§ **WHAT YOU WILL DO**: Where an entry contains an image, skip the image and print the rest exactly.

§ **RECORDS FOR THIS EXERCISE**:
Content starts

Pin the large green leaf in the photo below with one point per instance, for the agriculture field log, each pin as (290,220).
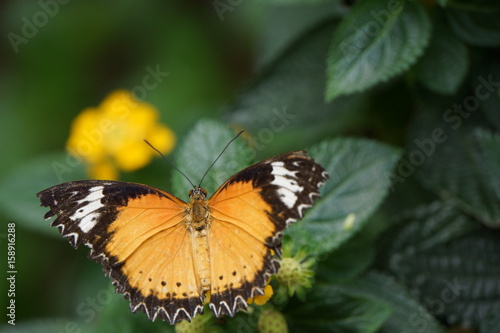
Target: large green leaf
(329,309)
(375,42)
(444,64)
(200,149)
(286,106)
(476,21)
(18,189)
(419,230)
(457,279)
(455,166)
(407,316)
(358,183)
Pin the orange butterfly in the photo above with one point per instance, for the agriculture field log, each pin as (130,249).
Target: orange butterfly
(166,255)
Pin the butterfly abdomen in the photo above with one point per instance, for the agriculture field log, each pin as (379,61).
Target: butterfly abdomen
(198,223)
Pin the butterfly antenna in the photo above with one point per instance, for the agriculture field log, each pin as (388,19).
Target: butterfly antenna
(169,162)
(222,152)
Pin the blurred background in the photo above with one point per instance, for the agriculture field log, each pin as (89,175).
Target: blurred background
(275,69)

Content ends

§ **ANSWER TO THIS PROBLEM**:
Pin the large green leaf in the photo below with one point per instance, for the agriculture field log, each pin as (290,220).
Target: large green leaf
(329,309)
(375,42)
(444,64)
(200,149)
(286,106)
(476,21)
(18,189)
(419,230)
(457,279)
(455,166)
(407,316)
(358,183)
Pin the orange butterfly in the photo above with one point per instance, for the agriculture field log, each pin as (130,249).
Target: orange butterfly
(166,255)
Pin the butterfly abdomen in the photo above with one point per instance, for the agriculture field log, each pin as (379,61).
Target: butterfly abdomen
(198,223)
Pin the butterfly antenna in the photo above with one point per instance, for the agriculture field log, each pin as (388,19).
Target: butterfly antenna
(169,162)
(222,152)
Pin the blurred background in the photo above with one point per instance, for the agriculture field log, each pin as (89,175).
Target: blurred background
(275,69)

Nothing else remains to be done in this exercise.